▶ The exercise: Copy each of the entries below word for word, leaving nothing out.

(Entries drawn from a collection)
— Start —
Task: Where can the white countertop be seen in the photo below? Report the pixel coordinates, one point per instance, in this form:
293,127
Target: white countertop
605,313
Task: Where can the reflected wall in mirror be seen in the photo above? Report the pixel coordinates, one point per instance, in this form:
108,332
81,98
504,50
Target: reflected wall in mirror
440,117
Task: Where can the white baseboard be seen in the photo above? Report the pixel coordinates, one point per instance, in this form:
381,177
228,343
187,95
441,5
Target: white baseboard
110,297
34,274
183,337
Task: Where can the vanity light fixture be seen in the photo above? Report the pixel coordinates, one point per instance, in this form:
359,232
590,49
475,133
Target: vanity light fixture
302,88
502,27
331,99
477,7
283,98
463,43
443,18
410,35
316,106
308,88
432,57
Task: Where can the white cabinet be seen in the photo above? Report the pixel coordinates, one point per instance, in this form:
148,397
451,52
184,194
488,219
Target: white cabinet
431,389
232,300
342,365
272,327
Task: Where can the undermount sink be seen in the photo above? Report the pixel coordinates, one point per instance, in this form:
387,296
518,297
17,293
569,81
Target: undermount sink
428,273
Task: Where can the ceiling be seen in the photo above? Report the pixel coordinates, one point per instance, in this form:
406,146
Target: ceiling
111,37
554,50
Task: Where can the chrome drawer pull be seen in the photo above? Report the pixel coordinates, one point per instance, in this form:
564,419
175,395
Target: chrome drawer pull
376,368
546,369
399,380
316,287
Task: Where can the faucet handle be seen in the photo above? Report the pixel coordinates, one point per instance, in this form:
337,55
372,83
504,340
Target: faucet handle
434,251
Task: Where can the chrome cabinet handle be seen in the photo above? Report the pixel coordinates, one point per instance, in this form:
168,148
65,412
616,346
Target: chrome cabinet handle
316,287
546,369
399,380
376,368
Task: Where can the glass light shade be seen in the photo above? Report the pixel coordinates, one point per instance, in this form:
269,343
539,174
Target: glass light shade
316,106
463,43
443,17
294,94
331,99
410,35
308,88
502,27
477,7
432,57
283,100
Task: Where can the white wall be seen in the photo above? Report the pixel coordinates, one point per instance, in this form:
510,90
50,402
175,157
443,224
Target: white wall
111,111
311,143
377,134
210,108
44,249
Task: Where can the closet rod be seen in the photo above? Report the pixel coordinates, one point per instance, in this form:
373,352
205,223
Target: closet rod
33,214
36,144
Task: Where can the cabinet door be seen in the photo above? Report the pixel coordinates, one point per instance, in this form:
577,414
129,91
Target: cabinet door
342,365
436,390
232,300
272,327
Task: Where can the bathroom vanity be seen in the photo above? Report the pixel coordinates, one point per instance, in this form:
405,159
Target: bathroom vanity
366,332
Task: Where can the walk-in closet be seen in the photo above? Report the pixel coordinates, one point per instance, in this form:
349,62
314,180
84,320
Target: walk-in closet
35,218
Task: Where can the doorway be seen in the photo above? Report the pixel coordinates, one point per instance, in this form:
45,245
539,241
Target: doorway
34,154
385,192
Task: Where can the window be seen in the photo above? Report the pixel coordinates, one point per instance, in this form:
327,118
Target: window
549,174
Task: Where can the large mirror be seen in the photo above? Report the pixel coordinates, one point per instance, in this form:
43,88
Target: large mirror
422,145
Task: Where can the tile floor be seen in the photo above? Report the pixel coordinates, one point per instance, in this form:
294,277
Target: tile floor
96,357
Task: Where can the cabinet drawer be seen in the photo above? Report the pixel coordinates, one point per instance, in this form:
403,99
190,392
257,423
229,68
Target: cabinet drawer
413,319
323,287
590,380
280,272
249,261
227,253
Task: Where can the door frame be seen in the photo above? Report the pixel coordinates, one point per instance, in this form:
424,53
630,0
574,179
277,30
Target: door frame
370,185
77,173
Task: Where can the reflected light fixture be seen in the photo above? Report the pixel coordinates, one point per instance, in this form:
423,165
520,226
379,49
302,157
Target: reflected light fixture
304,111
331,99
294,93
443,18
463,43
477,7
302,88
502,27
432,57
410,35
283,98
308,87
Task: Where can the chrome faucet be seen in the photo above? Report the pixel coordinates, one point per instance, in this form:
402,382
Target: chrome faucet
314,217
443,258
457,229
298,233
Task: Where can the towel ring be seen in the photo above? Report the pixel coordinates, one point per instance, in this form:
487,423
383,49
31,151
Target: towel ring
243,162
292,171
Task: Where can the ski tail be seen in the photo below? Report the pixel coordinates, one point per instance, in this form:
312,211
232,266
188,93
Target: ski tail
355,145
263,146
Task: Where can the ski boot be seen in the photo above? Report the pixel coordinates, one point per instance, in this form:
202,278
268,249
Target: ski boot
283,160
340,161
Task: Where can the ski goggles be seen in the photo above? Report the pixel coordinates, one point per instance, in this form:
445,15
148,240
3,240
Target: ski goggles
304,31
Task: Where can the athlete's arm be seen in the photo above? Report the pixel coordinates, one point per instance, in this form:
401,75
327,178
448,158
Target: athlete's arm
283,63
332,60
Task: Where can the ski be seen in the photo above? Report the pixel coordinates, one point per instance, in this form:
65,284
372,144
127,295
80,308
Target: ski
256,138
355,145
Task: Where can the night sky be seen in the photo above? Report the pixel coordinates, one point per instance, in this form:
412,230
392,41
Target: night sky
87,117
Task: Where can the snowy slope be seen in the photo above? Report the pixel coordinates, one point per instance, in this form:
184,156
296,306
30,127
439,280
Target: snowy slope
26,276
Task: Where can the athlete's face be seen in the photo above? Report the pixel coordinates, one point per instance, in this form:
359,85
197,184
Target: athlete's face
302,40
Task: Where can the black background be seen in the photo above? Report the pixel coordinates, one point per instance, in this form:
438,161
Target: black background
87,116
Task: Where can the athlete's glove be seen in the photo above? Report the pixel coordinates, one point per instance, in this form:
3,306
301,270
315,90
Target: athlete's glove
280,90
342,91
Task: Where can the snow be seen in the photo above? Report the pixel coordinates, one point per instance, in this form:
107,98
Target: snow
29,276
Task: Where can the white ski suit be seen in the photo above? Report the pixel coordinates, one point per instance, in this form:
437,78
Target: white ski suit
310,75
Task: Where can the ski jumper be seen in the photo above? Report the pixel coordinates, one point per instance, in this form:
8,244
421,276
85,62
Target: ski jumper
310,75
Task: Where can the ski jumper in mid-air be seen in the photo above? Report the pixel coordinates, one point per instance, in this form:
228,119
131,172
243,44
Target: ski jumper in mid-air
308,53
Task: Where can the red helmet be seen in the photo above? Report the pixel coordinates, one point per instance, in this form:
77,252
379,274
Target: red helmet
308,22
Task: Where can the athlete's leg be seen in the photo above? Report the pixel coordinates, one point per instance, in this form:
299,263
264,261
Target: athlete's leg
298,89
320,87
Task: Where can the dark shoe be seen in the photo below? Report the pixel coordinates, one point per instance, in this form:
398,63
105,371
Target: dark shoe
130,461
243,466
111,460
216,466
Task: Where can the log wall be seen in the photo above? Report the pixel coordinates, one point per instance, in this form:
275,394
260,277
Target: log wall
— End —
▶ Expected output:
Task: Where can the white countertop be seen in the photo below? Report the pixel coordinates, one point per instance, in this form:
293,127
Target: white countertop
605,313
Task: Where can the reflected wall in mirror be seen in the photo above? Report the pixel coordinates, one point per instance, in this form:
108,332
81,98
504,50
Target: reflected wall in mirror
440,117
Task: Where can the white baseboard be seen in the photo above? Report the pixel coordinates, one point per instance, in this form:
381,177
228,343
187,95
441,5
Target: white baseboard
110,297
34,274
183,337
Task: Where can the vanity light fixture be seen in the photo above? Report the pixel coordinates, one point per instance, in this form:
359,232
590,49
475,133
Target: vanity light fixture
302,88
502,27
331,99
477,7
283,98
463,43
443,18
410,35
316,106
308,88
432,57
Task: Where can the white cabinet be seen in the photo above? Report the pixel coordinates, one point per instance, in this form:
148,397
451,52
184,194
488,219
Target: white cabinet
431,389
232,300
342,365
272,327
Task: Where can the undermount sink be seen in the photo above? Report the pixel coordinates, one point per instance, in this form:
387,296
518,297
17,293
569,81
Target: undermount sink
428,273
Task: Where can the ceiling be seen in the photo above? Report the pixel coordinates, one point per instance, in this form:
406,146
Target: ceiling
111,37
554,50
Task: Where can the chrome drawer pull be seen in the photo above? Report the pixel coordinates, one point per instance, in this form:
564,419
175,395
Target: chrome drawer pull
376,368
546,369
399,380
316,287
Task: Where can the faucet handle be seen in the photo above? Report the pixel coordinates, one point per instance, in this form:
337,55
372,83
504,340
Target: faucet handle
434,251
Task: Where can the chrome cabinet handle be seen in the photo above? Report the pixel coordinates, one point per instance, in this form:
168,148
65,412
616,346
Target: chrome cabinet handle
316,287
546,369
399,380
376,368
Task: Where can the glass light shade be seen in the photo above? Report the pixel coordinates, one point per instance, in this form:
269,343
539,174
Target: glass light shade
316,106
463,43
443,17
294,94
331,99
410,35
308,88
502,27
477,7
432,57
283,100
Task: Where can the white wall be seen in the photo above? Report the pixel coordinates, one point per instance, in this form:
510,90
50,402
175,157
443,224
Target: white wall
111,111
311,143
377,134
210,108
44,249
Task: Where can the closet rod be seen in the photo above? Report the pixel coordinates, one point per instance, in this form:
373,352
205,223
Target: closet rod
33,214
36,144
Task: Where can the cabinet door be seen in the photo above? Report the pixel coordinates, one point per instance, in this form:
577,414
129,91
Target: cabinet door
342,365
436,390
232,300
272,327
Task: Where can the bathroom vanity be seen in the photo above? Report the pixel coordinates, one point per instance, in this form:
405,159
Target: bathroom vanity
366,332
Task: Where can the walk-in closet be seen in the photo above? Report the pixel coordinates, one point per instance, in this form:
349,62
314,180
84,320
Target: walk-in closet
35,218
Task: Where can the doorway be seen in the photo above? Report the pixel coordinates, one point per instance, in this form:
45,245
539,241
Target: doorway
34,154
385,192
Task: Where can the window be seen in the photo above? Report the pixel coordinates, one point per instance, in this form:
327,118
Target: window
549,174
Task: Where can the large mirror be seen in the photo above? Report the pixel coordinates, one point per instance, in this form:
43,88
Target: large mirror
422,145
Task: Where can the tile floor be seen in the photo above? Report the pixel coordinates, one point per instance, in this form:
294,277
Target: tile floor
96,357
Task: Where can the cabinet drawer be seen in the photo above? Report the pixel coordinates, one point per instance, in this form:
403,99
190,392
257,423
229,68
Target: cabinet drawer
413,319
323,287
590,380
280,272
249,261
227,253
Task: Where can the door frame be seen in the photo above? Report the pixel coordinates, one point per instance, in this form:
424,53
630,0
574,179
277,30
Target: door frame
370,185
77,173
Task: Where can the reflected light fixture be seen in the photo above? Report the pixel coordinates, one point per instance, in this form:
423,165
520,226
379,49
302,157
Target: reflected light fixture
304,111
331,99
294,93
443,18
463,43
477,7
302,88
502,27
432,57
410,35
283,98
308,87
Task: Where can the chrome faucet be seen in the photo above? Report the pixel coordinates, one point per instance, in this form:
402,382
Target: chrome faucet
314,217
443,258
457,229
298,233
Task: Where can the towel ring be seen in the photo above? Report the pixel coordinates, one point per instance, in this form:
487,423
383,49
31,151
Target: towel ring
243,162
292,171
Task: Where can the ski tail be seen in the photo below? Report the pixel coordinates, one point per instance, in this form:
312,211
232,266
188,93
Target: ski tail
355,145
263,146
Task: Where can the ski boot be seen in the photo above? Report the pixel coordinates, one point per instance, in this form:
202,278
268,249
Target: ski boot
283,160
340,161
Task: Where can the ski goggles be seen in the photo above? Report the pixel coordinates, one point per instance, in this form:
445,15
148,240
3,240
Target: ski goggles
304,31
Task: Where can the athlete's arm be seen in the photo above? Report the pixel coordinates, one point per instance, in this form:
401,75
327,178
448,158
Target: athlete's arm
283,63
332,60
Task: Where can the ski be seen in the photo above? Report the pixel coordinates, one point per instance, in this form:
65,284
372,144
127,295
80,308
Target: ski
256,138
355,145
Task: Where can the night sky be seen in the photo above? Report the pixel coordinates, one point per instance, in this form:
412,230
392,41
Target: night sky
87,117
Task: Where can the snowy slope be seen in the photo above? Report the pixel coordinates, one point per instance, in this form:
184,156
296,306
30,127
439,280
Target: snowy slope
26,276
Task: Where can the athlete's face be seen in the photo above? Report the pixel coordinates, one point per instance, in this form:
359,85
197,184
Target: athlete's face
302,40
Task: Where can the black background be seen in the photo above? Report the pixel coordinates, one point per instance, in this form:
438,161
Target: black background
87,116
Task: Where can the athlete's glove be seen in the photo above? Report the pixel coordinates, one point per instance, in this form:
3,306
301,270
315,90
Target: athlete's glove
280,90
342,91
Task: Where can the snow be seen in the photo above? Report the pixel coordinates, one point per instance, in this form:
107,98
Target: snow
29,276
Task: Where can the white ski suit be seen in the photo above? Report the pixel coordinates, one point per instance, in this form:
437,78
Target: white ski suit
310,75
Task: Where can the ski jumper be seen in the photo above? Report the pixel coordinates, one point per instance, in this form:
8,244
421,276
85,62
Target: ski jumper
310,75
Task: Where can the ski jumper in mid-air be seen in the photo above? Report the pixel coordinates, one point per instance, in this form:
228,119
131,172
243,44
Target: ski jumper in mid-air
308,53
Task: Where can the red helmet be seen in the photo above? Report the pixel coordinates, one point per instance, in this form:
77,252
379,274
Target: red helmet
308,22
Task: Where can the athlete's leg be seen in the photo above? Report the pixel coordinates, one point per instance, in this form:
299,263
264,261
Target: athlete's leg
298,89
320,87
Task: Where can the dark shoe be seen in the photo below? Report the pixel coordinates, one point per instance, in this form:
398,63
105,371
Target: dark shoe
130,461
243,466
111,460
216,466
Task: Where can the log wall be seen in the photo above? Report the pixel coordinates, one point per instance, in this form:
275,394
260,277
Target: log wall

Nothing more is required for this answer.